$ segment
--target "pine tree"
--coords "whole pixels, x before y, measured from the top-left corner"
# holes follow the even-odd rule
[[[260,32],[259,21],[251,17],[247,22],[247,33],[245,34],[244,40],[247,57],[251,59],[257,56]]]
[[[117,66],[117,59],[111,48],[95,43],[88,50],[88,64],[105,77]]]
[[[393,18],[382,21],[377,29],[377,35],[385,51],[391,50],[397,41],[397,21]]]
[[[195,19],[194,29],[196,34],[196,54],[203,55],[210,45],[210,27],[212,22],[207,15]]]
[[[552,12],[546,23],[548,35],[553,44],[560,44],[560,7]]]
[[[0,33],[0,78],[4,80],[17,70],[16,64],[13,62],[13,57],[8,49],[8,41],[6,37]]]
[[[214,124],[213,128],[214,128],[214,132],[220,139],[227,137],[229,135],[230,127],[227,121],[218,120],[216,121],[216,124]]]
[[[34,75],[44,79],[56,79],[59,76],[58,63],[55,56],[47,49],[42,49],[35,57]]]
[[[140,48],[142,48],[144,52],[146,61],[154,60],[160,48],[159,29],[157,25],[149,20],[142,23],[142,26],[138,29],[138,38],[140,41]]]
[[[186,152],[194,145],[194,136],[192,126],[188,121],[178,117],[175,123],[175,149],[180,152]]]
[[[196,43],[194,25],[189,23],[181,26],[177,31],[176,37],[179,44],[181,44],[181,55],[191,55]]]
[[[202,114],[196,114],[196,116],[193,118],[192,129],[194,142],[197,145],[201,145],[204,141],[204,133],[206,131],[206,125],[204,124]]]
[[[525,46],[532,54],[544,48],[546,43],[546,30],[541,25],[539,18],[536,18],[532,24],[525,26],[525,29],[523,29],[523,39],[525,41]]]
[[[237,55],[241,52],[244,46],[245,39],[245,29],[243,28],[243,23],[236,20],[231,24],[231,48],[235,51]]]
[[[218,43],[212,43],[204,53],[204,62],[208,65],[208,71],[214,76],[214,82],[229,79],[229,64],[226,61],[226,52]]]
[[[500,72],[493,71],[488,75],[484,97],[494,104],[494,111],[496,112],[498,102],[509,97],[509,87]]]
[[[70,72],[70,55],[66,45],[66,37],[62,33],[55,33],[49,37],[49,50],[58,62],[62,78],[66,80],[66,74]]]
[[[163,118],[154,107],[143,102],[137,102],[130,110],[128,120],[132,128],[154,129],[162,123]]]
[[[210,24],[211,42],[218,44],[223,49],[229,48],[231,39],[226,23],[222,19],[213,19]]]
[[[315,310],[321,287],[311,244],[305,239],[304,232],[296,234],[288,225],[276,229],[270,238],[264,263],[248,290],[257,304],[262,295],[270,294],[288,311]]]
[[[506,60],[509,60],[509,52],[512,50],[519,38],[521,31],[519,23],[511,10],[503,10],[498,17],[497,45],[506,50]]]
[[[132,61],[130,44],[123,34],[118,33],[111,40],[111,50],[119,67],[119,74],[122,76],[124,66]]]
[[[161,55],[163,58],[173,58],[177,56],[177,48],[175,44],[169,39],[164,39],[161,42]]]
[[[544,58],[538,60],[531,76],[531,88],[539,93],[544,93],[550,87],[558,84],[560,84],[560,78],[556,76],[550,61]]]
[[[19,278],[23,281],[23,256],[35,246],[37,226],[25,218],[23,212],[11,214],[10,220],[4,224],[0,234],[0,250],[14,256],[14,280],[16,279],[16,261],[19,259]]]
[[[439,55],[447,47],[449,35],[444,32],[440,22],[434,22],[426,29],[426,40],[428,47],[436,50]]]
☆ ☆ ☆
All of the records need to be returned exactly as they are.

■ SOLUTION TO THIS TASK ■
$ segment
--target "pine tree"
--coords "whole pixels, x before y, measured from the top-left corner"
# holes follow the even-odd rule
[[[260,32],[259,21],[251,17],[247,22],[247,33],[245,34],[244,40],[247,57],[251,59],[257,56]]]
[[[117,66],[117,59],[111,48],[95,43],[88,50],[88,64],[105,77]]]
[[[393,18],[382,21],[377,29],[377,35],[385,51],[391,50],[397,41],[397,21]]]
[[[195,19],[194,29],[196,34],[196,54],[203,55],[210,45],[210,27],[212,22],[207,15]]]
[[[552,12],[546,23],[548,35],[553,44],[560,44],[560,7]]]
[[[0,33],[0,78],[4,80],[17,70],[16,64],[13,62],[13,57],[8,49],[8,41],[6,37]]]
[[[214,124],[213,128],[214,128],[214,132],[220,139],[227,137],[229,135],[230,127],[227,121],[218,120],[216,121],[216,124]]]
[[[34,75],[44,79],[56,79],[59,76],[58,63],[55,56],[47,49],[42,49],[35,57]]]
[[[140,48],[142,48],[144,52],[146,61],[154,60],[160,48],[159,29],[157,25],[149,20],[142,23],[142,26],[138,29],[138,38],[140,41]]]
[[[186,152],[194,145],[194,136],[192,126],[188,121],[178,117],[175,123],[175,149],[180,152]]]
[[[196,43],[194,25],[189,23],[181,26],[177,31],[176,37],[179,44],[181,44],[181,55],[191,55]]]
[[[202,114],[196,114],[196,116],[193,118],[192,129],[194,142],[197,145],[201,145],[204,141],[204,133],[206,131],[206,125],[204,124]]]
[[[525,46],[532,54],[544,48],[546,43],[546,30],[541,25],[539,18],[536,18],[532,24],[525,26],[525,29],[523,29],[523,39],[525,41]]]
[[[237,55],[241,52],[244,46],[245,39],[245,29],[243,28],[243,23],[236,20],[231,24],[231,48],[235,51]]]
[[[218,43],[212,43],[204,53],[204,62],[208,65],[208,71],[214,76],[214,82],[229,79],[229,64],[226,61],[226,52]]]
[[[500,72],[493,71],[488,75],[484,97],[494,104],[494,111],[496,112],[498,102],[509,97],[509,87]]]
[[[70,72],[70,55],[66,45],[66,37],[62,33],[55,33],[49,37],[49,50],[58,62],[62,78],[66,80],[66,74]]]
[[[163,118],[154,107],[143,102],[137,102],[130,110],[128,120],[132,128],[154,129],[162,123]]]
[[[210,24],[211,42],[218,44],[223,49],[229,48],[231,39],[226,23],[222,19],[213,19]]]
[[[315,310],[321,287],[311,244],[305,239],[304,232],[296,234],[288,225],[276,229],[270,238],[264,263],[248,290],[257,304],[262,295],[270,294],[288,311]]]
[[[506,60],[509,60],[509,52],[512,50],[519,38],[521,31],[519,23],[511,10],[503,10],[498,17],[497,45],[506,50]]]
[[[132,61],[130,44],[123,34],[118,33],[111,40],[111,50],[119,67],[119,74],[122,76],[124,66]]]
[[[161,55],[163,58],[173,58],[177,56],[177,48],[175,44],[169,39],[164,39],[161,42]]]
[[[544,58],[538,60],[531,76],[531,88],[539,93],[544,93],[550,87],[558,84],[560,84],[560,78],[556,76],[550,61]]]
[[[19,278],[23,281],[23,256],[35,246],[37,226],[25,218],[23,212],[11,214],[10,220],[4,224],[0,234],[0,250],[14,256],[14,280],[16,279],[16,261],[19,259]]]
[[[439,55],[447,47],[449,35],[444,32],[440,22],[434,22],[426,29],[426,40],[428,47],[436,50]]]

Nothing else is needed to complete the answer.